Task description: Word for word, restate the data that follows, omitting the images.

Stored data:
-- Opening Marker --
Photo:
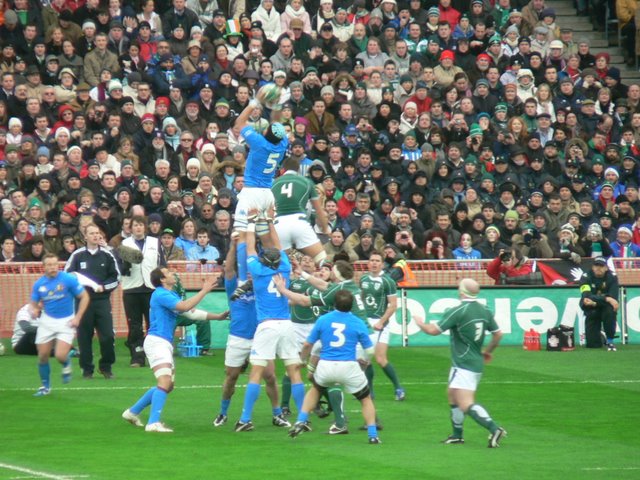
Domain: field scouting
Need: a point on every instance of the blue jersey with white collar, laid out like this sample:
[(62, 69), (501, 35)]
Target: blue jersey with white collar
[(263, 159), (270, 304), (58, 294), (244, 319), (340, 333), (163, 314)]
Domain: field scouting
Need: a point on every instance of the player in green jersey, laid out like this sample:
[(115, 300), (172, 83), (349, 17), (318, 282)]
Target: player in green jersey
[(467, 323), (380, 297), (302, 317), (324, 296), (292, 193)]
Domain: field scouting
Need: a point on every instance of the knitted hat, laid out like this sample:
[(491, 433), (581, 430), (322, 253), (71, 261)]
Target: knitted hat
[(511, 215), (475, 130)]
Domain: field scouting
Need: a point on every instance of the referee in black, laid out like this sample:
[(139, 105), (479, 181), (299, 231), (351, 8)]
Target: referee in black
[(100, 267)]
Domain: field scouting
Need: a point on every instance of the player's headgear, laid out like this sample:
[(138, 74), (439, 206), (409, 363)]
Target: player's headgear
[(275, 133), (270, 257)]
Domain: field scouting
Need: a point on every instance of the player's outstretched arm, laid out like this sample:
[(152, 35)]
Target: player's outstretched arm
[(230, 260), (294, 298), (493, 344), (243, 118), (428, 328), (82, 307), (190, 303), (315, 282)]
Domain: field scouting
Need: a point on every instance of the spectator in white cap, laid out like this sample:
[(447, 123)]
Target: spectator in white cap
[(270, 19), (623, 246)]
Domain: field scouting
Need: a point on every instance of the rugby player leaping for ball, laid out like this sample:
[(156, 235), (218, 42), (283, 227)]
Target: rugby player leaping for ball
[(266, 151)]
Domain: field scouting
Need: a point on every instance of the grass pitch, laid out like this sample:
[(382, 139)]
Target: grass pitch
[(568, 415)]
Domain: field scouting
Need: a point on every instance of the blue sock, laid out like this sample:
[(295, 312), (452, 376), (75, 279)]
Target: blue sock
[(297, 392), (143, 402), (158, 400), (45, 373), (224, 406), (250, 397), (242, 261)]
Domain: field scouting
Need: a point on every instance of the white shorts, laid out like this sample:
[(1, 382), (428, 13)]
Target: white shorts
[(302, 331), (248, 199), (50, 329), (295, 230), (237, 351), (380, 336), (347, 374), (274, 338), (464, 379), (158, 351)]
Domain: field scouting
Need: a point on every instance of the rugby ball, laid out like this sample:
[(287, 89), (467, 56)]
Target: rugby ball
[(270, 94)]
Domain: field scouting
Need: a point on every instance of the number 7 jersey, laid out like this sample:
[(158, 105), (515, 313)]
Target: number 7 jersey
[(264, 157), (468, 323)]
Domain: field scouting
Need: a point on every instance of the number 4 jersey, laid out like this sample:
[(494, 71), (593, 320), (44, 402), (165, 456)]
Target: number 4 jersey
[(292, 192), (467, 323)]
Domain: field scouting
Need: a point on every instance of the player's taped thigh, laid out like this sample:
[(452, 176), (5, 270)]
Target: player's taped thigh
[(195, 314), (164, 371), (262, 228), (291, 361), (362, 394)]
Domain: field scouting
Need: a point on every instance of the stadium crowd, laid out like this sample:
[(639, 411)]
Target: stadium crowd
[(439, 129)]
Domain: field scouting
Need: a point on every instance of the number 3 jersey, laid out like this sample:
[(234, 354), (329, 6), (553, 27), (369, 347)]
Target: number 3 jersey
[(264, 157), (467, 323), (328, 297), (340, 333)]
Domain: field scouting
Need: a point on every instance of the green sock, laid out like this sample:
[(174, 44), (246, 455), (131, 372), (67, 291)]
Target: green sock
[(457, 419), (286, 391), (393, 376), (369, 374), (336, 401), (482, 417)]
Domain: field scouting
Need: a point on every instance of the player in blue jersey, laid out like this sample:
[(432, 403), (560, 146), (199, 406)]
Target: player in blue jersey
[(54, 295), (266, 151), (340, 332), (166, 304), (242, 328), (275, 335)]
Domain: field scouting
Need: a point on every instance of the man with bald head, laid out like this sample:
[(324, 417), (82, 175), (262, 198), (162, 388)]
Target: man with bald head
[(468, 323)]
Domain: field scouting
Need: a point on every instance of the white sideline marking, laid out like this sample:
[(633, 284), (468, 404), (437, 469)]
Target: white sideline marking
[(37, 473), (606, 469), (204, 387)]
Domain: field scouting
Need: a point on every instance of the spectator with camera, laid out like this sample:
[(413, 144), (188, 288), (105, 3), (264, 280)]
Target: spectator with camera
[(512, 267), (491, 246), (568, 246), (532, 243)]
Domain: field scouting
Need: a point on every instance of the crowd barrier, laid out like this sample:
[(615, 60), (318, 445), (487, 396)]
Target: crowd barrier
[(517, 308)]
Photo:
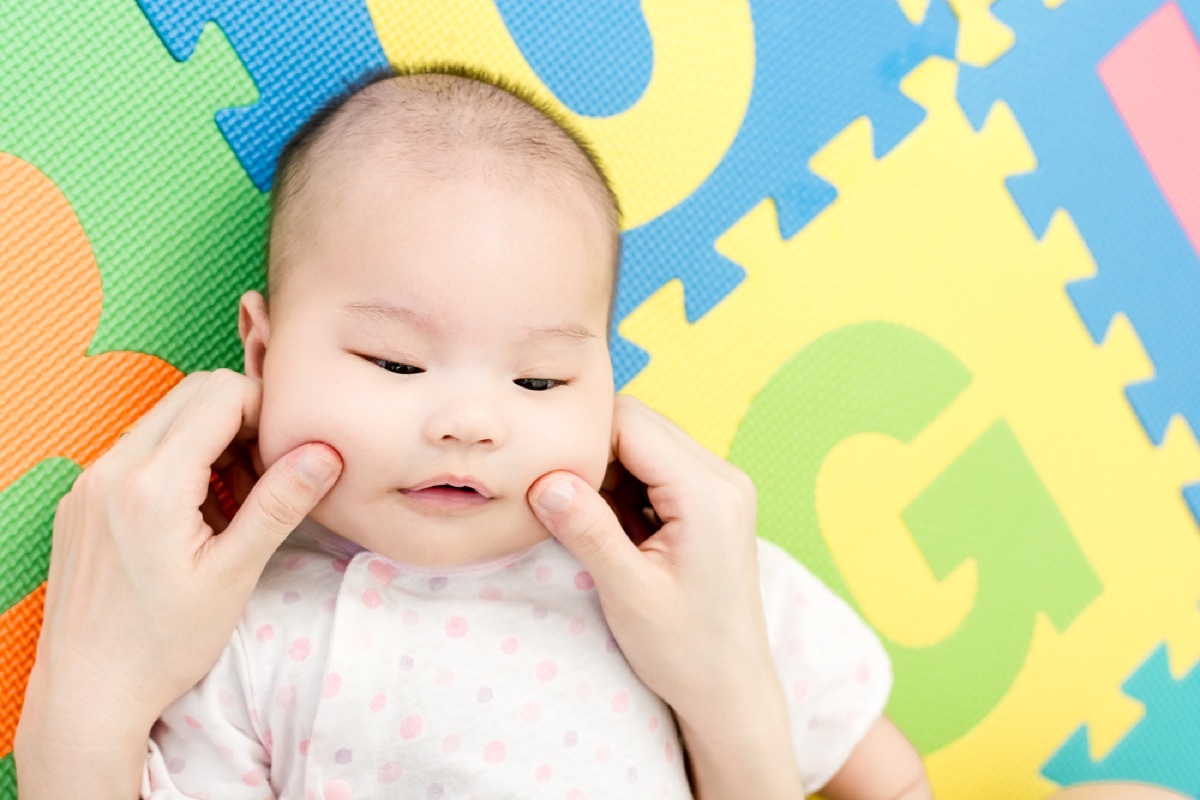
-- Closing Marker --
Expected answer:
Photo:
Domain: field scouting
Need: a point on every instance of the blue jersey with white collar, laid out like this sample:
[(62, 69), (501, 35)]
Target: blue jersey with white collar
[(263, 159), (270, 304), (58, 294), (244, 319), (340, 333), (163, 314)]
Domain: field scouting
Need: a point on every instance of the player in green jersey, laid out like this sample:
[(115, 300), (172, 83), (349, 17), (318, 282)]
Target: player in green jersey
[(467, 323), (380, 297), (302, 317), (324, 296), (292, 193)]
Domain: field scouting
Need: a point on every instance of the knitted hat, laid out like this sample:
[(491, 433), (581, 430), (322, 253), (71, 261)]
Target: knitted hat
[(511, 215), (475, 130)]
Domain: field scouting
Need: a point on every instance of the referee in black, laid out like this sample:
[(139, 105), (479, 181), (299, 231), (351, 8)]
Target: referee in black
[(100, 267)]
Domain: field scouting
Need: a point on every instance of the player's headgear, laid out like this sample:
[(138, 74), (439, 206), (409, 363)]
Target: player's headgear
[(275, 133), (270, 257)]
Domain: field scouting
Need: a point on every instance of the player's outstretched arm, laid out like this sample:
[(152, 35)]
Target: player's outstretched arm
[(230, 260), (294, 298), (493, 344), (243, 118), (428, 328), (82, 307), (190, 303), (315, 282)]
Domain: field scouting
Need: a point on every instance of the spectator in white cap, laid out like this sample:
[(447, 123)]
Target: spectator in white cap
[(270, 19), (623, 246)]
Domain: field scouting
Need: a point on every instance of the rugby player leaping for ball, laid out like this sample:
[(156, 235), (218, 42), (283, 227)]
Target: rugby player leaping for ball
[(266, 151)]
Domain: field scouting
Need: a point on every instance of the grass pitch, laid out like this sample:
[(382, 139)]
Target: grass pitch
[(568, 415)]
Domain: field scouting
Need: a point on every instance of the blue sock, laid out like this sample:
[(295, 312), (452, 376), (75, 279)]
Target: blue sock
[(297, 392), (143, 402), (158, 400), (45, 373), (224, 406), (250, 397), (242, 261)]
Domain: field scouting
Need: a point on every instance of the white shorts, laid out like this sample:
[(1, 382), (428, 13)]
Target: white shorts
[(302, 331), (248, 199), (50, 329), (295, 230), (237, 351), (380, 336), (347, 374), (274, 338), (464, 379), (158, 351)]
Domain: field scouting
Need: a point on every instance of the rugby ball, laid out like this sample:
[(287, 89), (467, 56)]
Target: rugby ball
[(270, 94)]
Domain: field scouting
Need: a point on every instance of the number 7 jersey, laid out like this sample:
[(158, 105), (515, 313)]
Target: number 7 jersey
[(264, 157), (468, 323)]
Domain: field scouting
Need: a point on every instance of the number 4 jersey, laid out like this sample:
[(494, 71), (593, 320), (44, 402), (165, 456)]
Target: number 4 jersey
[(292, 192), (467, 323)]
Domain: field scouting
Need: a point on every instance of the player's taped thigh, laid out like this sample:
[(452, 176), (5, 270)]
Target: player's taped thigh
[(195, 314), (164, 371), (262, 228), (291, 361), (362, 394)]
Domain: field scouting
Need: a point on every instance of the stadium crowd, laid out like this sample:
[(639, 411)]
Target: stadium crowd
[(439, 129)]
Domain: field scouting
Need: a point on every instance of the number 3 jersey, laid out like this sample:
[(234, 354), (329, 6), (553, 27), (369, 347)]
Target: number 3 jersey
[(264, 157), (467, 323), (328, 297), (340, 333)]
Domain: field scouting
Need: a point on every instance of the green sock, laid out like this sample:
[(174, 44), (246, 455), (131, 372), (67, 291)]
Target: green sock
[(457, 419), (286, 391), (393, 376), (369, 374), (336, 401), (482, 417)]
Domain: field scouting
Need: a point on every instance of the player in blue jersey, laid out like this sample:
[(432, 403), (560, 146), (199, 406)]
Target: player in blue jersey
[(54, 295), (266, 151), (340, 332), (166, 304), (242, 328), (275, 335)]
Domain: field scouting
Need: a point on every instance of the man with bald head, laid out like this sample:
[(324, 417), (82, 175), (262, 198), (162, 388)]
Target: man with bald head
[(468, 323)]
Domain: field scouting
Need: a point on every instance of the white sideline marking, laid out like this sample:
[(633, 284), (468, 404), (437, 469)]
Target: white sideline marking
[(37, 473), (606, 469), (204, 387)]
Domain: field scouting
Need: a point on every instance of the spectator with camera, laid out like this sample:
[(413, 144), (188, 288), (105, 3), (264, 280)]
Target: spectator with camera
[(512, 267), (491, 246), (568, 246), (532, 243)]
Domain: field scouting
Need: a point on every instance of the crowd barrier, laid out like this sample:
[(615, 60), (318, 445), (487, 396)]
Target: crowd barrier
[(517, 308)]
Photo:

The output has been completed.